* **EXERCISE DATA**
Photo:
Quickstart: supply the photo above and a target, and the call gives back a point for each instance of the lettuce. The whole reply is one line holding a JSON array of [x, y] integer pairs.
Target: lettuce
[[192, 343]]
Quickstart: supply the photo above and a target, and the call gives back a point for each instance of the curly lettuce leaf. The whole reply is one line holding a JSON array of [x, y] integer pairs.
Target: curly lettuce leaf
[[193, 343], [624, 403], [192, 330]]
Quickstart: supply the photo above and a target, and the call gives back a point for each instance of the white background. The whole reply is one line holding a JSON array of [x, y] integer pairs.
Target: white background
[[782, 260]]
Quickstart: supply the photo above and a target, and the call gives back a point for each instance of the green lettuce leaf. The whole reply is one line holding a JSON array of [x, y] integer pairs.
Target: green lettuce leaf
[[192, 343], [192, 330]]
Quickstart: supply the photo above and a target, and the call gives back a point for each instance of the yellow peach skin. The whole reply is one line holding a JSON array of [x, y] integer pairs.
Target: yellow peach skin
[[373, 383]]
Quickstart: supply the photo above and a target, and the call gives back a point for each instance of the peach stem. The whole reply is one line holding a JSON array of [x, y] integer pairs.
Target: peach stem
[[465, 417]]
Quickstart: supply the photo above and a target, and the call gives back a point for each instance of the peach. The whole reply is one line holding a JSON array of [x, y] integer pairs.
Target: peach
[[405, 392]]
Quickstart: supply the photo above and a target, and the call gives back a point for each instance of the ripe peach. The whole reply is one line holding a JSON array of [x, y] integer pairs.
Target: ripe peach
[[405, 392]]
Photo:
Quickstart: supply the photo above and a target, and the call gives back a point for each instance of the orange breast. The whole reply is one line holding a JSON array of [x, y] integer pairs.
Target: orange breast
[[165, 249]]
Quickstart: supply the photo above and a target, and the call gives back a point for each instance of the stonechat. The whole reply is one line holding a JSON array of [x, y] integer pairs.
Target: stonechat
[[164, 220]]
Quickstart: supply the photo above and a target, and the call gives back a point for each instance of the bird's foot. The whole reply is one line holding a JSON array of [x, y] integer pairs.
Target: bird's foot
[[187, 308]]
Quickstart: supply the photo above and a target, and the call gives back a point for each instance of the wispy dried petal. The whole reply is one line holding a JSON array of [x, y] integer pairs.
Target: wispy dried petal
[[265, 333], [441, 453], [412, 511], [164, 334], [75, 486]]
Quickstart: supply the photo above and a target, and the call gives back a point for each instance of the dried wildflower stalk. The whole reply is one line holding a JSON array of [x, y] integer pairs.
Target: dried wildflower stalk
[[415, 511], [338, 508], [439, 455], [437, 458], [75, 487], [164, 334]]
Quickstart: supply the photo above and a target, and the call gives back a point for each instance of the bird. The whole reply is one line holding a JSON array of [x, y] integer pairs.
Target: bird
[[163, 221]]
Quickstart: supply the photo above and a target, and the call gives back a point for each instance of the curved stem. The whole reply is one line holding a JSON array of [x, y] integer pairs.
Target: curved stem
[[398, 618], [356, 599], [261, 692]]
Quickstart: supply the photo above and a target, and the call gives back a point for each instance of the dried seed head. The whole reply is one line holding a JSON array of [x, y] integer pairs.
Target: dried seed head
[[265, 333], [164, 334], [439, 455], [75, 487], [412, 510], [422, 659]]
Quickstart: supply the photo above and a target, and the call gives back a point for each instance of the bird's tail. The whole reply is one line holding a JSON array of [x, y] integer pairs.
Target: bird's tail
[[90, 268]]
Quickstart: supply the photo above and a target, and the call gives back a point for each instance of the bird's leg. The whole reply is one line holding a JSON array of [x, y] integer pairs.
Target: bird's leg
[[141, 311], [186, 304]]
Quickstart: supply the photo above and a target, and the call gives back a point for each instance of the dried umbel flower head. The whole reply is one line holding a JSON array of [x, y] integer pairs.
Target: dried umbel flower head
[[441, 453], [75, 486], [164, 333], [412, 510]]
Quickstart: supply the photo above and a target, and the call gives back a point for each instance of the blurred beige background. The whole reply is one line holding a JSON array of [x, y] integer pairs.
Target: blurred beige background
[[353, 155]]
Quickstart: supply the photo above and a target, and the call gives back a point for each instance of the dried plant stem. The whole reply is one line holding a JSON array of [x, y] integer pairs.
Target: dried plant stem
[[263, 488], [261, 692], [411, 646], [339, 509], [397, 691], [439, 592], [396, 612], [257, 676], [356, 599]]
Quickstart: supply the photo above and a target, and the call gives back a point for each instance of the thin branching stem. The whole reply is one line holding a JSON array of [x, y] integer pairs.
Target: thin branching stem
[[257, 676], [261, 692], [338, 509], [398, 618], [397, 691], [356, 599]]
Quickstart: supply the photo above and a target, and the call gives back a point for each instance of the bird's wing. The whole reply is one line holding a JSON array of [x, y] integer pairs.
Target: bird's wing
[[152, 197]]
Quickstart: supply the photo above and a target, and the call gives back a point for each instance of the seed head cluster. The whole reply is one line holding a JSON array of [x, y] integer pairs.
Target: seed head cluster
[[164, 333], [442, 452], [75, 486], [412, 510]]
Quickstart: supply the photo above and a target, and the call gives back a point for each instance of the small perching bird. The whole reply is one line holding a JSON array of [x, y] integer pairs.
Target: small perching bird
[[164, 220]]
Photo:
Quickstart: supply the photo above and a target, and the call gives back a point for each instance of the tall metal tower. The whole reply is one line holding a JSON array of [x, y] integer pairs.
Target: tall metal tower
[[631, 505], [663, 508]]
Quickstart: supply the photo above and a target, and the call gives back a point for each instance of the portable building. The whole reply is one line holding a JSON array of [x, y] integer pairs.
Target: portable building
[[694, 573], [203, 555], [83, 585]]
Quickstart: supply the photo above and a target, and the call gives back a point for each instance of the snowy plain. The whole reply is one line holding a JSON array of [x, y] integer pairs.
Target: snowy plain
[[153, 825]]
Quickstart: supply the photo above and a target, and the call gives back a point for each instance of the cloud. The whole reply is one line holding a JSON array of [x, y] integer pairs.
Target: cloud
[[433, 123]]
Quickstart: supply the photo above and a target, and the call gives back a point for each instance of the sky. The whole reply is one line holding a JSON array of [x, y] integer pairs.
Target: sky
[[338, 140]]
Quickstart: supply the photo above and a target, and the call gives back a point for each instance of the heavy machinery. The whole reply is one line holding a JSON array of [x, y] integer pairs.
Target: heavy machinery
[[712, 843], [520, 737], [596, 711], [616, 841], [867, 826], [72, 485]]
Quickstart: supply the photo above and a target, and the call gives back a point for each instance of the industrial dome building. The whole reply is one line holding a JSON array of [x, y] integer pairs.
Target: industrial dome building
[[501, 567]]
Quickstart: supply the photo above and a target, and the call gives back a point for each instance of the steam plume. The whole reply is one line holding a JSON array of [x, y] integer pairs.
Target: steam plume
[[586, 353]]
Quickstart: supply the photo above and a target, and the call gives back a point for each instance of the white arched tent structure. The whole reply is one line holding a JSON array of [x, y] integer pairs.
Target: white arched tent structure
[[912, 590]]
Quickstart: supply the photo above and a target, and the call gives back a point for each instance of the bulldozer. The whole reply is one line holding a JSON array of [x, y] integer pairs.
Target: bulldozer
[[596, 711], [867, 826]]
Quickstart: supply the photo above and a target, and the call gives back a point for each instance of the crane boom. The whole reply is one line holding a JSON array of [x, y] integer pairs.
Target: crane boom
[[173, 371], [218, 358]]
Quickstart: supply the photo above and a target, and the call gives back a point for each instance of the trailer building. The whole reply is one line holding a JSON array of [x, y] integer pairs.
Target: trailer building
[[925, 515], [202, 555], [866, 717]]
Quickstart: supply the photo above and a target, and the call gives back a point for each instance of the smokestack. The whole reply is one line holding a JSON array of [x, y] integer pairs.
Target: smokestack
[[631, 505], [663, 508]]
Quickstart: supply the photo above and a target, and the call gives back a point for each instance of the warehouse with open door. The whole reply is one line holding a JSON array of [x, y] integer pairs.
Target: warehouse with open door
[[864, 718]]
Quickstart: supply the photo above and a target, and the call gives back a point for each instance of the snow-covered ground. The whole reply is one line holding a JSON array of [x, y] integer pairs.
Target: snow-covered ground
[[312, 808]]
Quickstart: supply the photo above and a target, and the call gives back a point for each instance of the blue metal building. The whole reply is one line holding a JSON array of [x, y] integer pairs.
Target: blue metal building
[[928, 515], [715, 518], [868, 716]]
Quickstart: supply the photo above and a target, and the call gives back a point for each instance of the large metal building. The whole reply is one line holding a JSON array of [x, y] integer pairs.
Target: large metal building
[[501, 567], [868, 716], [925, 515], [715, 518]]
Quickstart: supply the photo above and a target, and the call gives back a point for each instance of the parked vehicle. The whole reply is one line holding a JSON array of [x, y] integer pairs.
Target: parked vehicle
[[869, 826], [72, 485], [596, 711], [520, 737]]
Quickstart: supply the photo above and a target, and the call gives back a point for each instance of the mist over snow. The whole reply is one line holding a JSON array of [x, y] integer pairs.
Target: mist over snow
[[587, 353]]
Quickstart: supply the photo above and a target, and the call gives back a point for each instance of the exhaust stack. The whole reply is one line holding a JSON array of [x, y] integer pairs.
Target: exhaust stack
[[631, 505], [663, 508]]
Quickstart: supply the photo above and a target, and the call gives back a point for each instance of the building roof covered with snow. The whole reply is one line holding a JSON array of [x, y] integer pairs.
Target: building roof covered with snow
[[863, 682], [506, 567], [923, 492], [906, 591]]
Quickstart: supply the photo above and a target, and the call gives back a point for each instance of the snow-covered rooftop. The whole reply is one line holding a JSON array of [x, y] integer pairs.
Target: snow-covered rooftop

* **WHAT IS NEEDED**
All lines from the one containing "of the parked" through the end of the records, both ends included, are to be quoted exactly; please add nothing else.

* **RESULT FOR THIS EXERCISE**
Quickstart: supply the photo above and a target, and the call gives back a point for each instance of the parked vehicle. The whole reply is one line holding a JSON array of [x, y] integer pairs.
Target: parked vehicle
[[869, 826], [72, 485], [596, 711], [520, 737]]
Quickstart: supply the photo above and a target, and the call gives back a point for each instance of the mist over snow. The whole reply is one line holding a JSON array of [x, y] integer pairs.
Target: mist over snow
[[587, 353]]
Quickstart: supply the photo above and a target, and the call gives back a point for each instance of the exhaust stack. The whole reply is one line holding a JSON array of [x, y] integer pairs.
Target: exhaust stack
[[631, 505], [663, 508]]
Quickstart: supply the photo above and a target, and the call gives back a point for each instance of the building roof covered with snow. The whole reply is one line holding a JSON array of [x, y] integer pairs.
Target: building roof covered with snow
[[863, 682], [506, 567], [923, 492], [906, 591]]
Quickstart: supply the photo above and a target, and the call gives back a point for each instance of the snow-covered rooftop. The whole reply is one line holding a JSON array of [x, y] integer pairs.
Target: snow-covered rooftop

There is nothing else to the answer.